The lines to extract start at the one containing "Indicate the curved" and end with the last line; give them exactly and nothing more.
-- Start Source records --
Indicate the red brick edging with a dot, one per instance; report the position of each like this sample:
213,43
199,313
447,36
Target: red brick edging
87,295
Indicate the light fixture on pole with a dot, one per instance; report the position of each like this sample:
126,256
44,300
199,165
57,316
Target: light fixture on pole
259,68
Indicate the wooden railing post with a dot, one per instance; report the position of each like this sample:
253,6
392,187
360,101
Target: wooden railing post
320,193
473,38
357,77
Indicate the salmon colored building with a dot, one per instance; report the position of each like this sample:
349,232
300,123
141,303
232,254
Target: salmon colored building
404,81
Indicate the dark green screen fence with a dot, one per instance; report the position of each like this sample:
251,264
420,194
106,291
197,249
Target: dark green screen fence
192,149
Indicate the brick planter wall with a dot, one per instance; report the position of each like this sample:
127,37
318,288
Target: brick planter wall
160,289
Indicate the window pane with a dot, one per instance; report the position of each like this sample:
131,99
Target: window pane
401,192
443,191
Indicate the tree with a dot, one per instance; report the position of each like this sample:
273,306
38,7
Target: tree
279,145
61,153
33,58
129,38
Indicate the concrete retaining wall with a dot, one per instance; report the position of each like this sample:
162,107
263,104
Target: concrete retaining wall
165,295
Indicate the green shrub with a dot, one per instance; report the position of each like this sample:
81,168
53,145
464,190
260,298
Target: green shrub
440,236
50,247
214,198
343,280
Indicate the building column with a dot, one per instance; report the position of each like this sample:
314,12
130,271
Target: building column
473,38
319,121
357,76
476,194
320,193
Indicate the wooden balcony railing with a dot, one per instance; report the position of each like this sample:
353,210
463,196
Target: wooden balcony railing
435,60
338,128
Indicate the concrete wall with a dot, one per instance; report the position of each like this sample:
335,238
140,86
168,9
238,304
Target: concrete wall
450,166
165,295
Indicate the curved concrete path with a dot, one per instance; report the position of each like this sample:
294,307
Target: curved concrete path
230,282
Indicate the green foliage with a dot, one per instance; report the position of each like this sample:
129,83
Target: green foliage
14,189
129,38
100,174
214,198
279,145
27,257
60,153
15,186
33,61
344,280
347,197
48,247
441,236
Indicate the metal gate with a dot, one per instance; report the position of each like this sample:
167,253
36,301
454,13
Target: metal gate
-- End Source records --
Written reply:
Indicate the curved concrete path with a dot, one per instance; report the position of each like this sample:
294,307
Target: curved concrete path
230,282
Indicate the green foliage with a dot, one per instance; report the position of each like this sample:
129,83
Target: green foliage
14,189
129,38
100,174
214,198
279,145
27,257
60,153
15,186
33,61
344,280
347,197
48,247
441,236
Indicate the metal gate with a dot, one per instance; report the position of each like this sample:
167,253
36,301
454,13
Target: metal gate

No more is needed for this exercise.